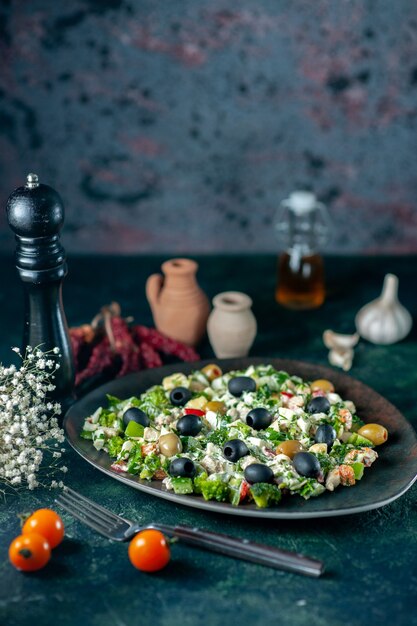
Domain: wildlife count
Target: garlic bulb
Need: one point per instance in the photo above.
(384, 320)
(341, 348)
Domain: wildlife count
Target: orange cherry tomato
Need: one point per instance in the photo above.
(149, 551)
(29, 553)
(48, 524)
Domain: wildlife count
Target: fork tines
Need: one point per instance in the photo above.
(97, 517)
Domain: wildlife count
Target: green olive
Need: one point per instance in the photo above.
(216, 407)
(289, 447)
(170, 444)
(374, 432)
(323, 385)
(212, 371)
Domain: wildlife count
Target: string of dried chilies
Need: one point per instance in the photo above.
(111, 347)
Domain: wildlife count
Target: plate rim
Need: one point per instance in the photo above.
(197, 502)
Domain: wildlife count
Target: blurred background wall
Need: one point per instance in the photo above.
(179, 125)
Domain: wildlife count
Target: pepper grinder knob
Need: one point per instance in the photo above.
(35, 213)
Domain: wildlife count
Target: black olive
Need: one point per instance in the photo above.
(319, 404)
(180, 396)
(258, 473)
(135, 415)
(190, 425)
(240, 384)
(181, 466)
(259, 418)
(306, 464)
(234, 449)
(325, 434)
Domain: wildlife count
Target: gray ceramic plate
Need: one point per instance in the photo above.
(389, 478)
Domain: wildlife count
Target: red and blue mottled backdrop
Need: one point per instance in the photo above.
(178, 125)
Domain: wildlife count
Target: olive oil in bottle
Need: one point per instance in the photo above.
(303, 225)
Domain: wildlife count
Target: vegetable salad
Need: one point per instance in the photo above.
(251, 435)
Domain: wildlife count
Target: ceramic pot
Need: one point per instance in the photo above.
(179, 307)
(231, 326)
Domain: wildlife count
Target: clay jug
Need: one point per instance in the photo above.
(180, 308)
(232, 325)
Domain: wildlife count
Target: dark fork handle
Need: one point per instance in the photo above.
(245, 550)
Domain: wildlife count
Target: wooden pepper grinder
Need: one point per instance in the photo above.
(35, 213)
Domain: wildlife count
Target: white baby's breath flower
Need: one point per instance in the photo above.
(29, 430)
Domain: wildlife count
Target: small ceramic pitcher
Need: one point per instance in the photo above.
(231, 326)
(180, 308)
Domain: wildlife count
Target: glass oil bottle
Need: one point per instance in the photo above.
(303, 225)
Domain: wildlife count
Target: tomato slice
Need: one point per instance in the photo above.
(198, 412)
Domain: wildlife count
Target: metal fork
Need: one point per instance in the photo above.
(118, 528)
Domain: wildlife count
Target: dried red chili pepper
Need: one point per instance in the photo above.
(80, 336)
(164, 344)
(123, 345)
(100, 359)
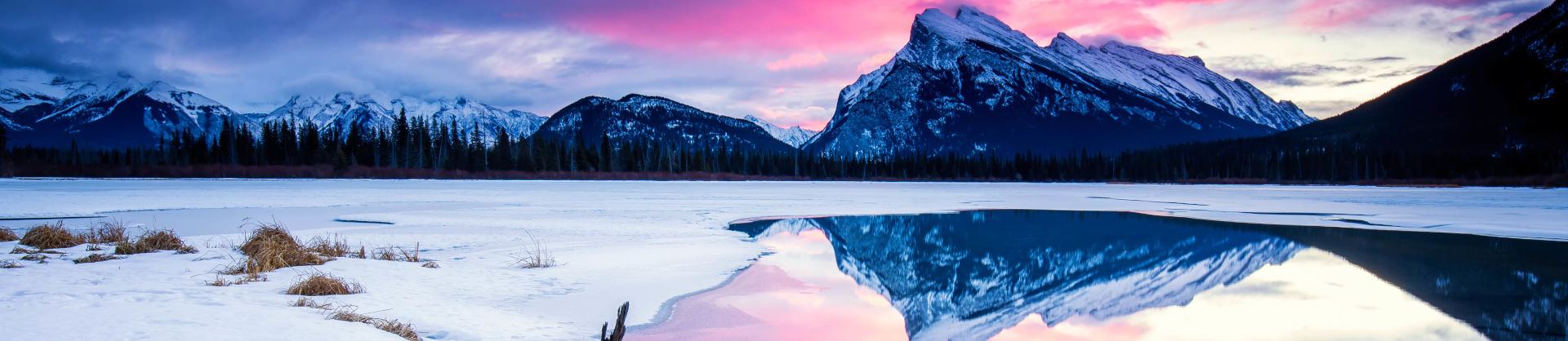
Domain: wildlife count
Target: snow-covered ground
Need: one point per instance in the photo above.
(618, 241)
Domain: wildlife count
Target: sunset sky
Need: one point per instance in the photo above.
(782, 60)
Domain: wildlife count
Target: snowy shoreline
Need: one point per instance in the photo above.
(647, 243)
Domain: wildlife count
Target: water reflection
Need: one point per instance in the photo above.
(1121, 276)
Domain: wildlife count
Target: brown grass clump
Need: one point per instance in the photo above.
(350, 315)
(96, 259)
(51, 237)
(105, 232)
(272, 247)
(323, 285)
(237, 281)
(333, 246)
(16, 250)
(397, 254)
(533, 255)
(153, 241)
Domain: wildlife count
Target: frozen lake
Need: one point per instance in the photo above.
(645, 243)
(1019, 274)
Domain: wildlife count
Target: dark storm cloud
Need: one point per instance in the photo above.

• Work required: Copy the data exactly. Any picture it contains is to be omitted.

• Output for this task:
Domain: wildlife count
Target: garlic bulb
Need: one point per instance in the photo above.
(384, 320)
(341, 348)
Domain: wildlife count
Target: orange cherry tomato
Need: one point per instance in the photo above.
(149, 551)
(29, 553)
(48, 524)
Domain: wildlife count
Target: fork tines
Need: one point per instance in the photo above.
(97, 517)
Domain: wildlife count
Target: green olive
Need: one point per instance in the photo above.
(216, 407)
(289, 447)
(170, 444)
(374, 432)
(323, 385)
(212, 371)
Domain: wildlife count
Target: string of dried chilies
Need: one point per instance in the photo above.
(111, 347)
Domain: wildlife count
Target: plate rim
Need: one point per instance in the photo above.
(197, 502)
Domain: wildlife count
Target: blurred background wall
Need: one point per instance in the photo above.
(179, 125)
Domain: wildlife count
Target: pepper grinder knob
Need: one point per instance in the photo above.
(35, 213)
Domain: wildlife count
Target: black olive
Need: one point per instance in the photo above.
(319, 404)
(180, 396)
(258, 473)
(135, 415)
(190, 425)
(240, 384)
(181, 466)
(259, 418)
(306, 464)
(234, 449)
(325, 434)
Domain: wildlife count
Target: gray ceramic plate
Need: one point per instance in the photo above.
(389, 478)
Domain: wildlife count
Target: red and blue mottled backdrop
Need: one point per instance in the photo above.
(178, 125)
Domain: wildlife count
Target: olive oil in bottle
Need: one point per instance in the photo above.
(303, 225)
Domain: wildlife count
Target: vegetable salad
Need: one point per instance in the photo above.
(251, 435)
Domain: wildlife count
Target: ceramic pot
Need: one point per instance in the photo above.
(179, 307)
(231, 326)
Domain: wildlife count
Target: clay jug
Need: one point per instance in the photo above.
(180, 308)
(232, 325)
Domain: wildlife count
Target: dark fork handle
Need: one point per instance in the photo above.
(245, 550)
Domain: wildlife count
Target: wooden pepper grinder
Need: one point per instance in the photo above.
(35, 213)
Domain: wildlife count
Target: white baby's breath flower
Need: one point per instance in the photo above.
(29, 430)
Domain: wildlife count
Target: small ceramic pitcher
Need: one point per instance in the photo above.
(231, 326)
(180, 308)
Domain: wildlife count
Target: glass oil bottle
Need: one point per instance in the photo above.
(303, 225)
Domain: wildlife count
Target: tomato slice
Need: one point per instance in the photo above.
(198, 412)
Domain: wildlife count
Target: metal fork
Need: one point per instance in the photo above.
(118, 528)
Domain: wildlife count
Target: dried red chili pepper
Need: one point per instance in the photo above.
(80, 336)
(164, 344)
(123, 345)
(100, 359)
Domain: wildlife count
Target: snow-covered ground
Need: one point per instance in the photo above.
(618, 241)
Domain: wildlife count
Target: sunset sky
Need: one point per instance in the photo above.
(782, 60)
Domain: wildlife count
Target: snowy shoreline
Need: one point per instance in the photo above.
(647, 243)
Domain: wildlife count
Target: water reflection
Need: one point per instance in the photo above.
(1121, 276)
Domain: wildlife count
Target: brown grass clump
Need: one point per instance in the photo above.
(350, 315)
(96, 259)
(51, 237)
(105, 232)
(272, 247)
(323, 285)
(237, 281)
(333, 246)
(16, 250)
(397, 254)
(533, 255)
(153, 241)
Domain: wildlife count
Target: frozen lake
Need: one point per instance in the photo above.
(645, 243)
(1019, 274)
Domain: wildlife count
Target: dark storm cloud
Need: one point per instance in the photo above.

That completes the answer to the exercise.